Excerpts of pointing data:
- - - - -
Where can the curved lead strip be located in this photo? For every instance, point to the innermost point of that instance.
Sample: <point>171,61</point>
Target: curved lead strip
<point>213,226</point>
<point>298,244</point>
- - - - -
▶ _Directions_
Reproduce every line of the entries above in full. Move each answer point by adding -51 to both of its coordinates, and leave all other numbers unchanged.

▶ _Full response_
Where can the curved lead strip be located in this photo? For every instance, point to the innermost point of that instance.
Sample: <point>171,61</point>
Target: curved lead strip
<point>162,175</point>
<point>247,193</point>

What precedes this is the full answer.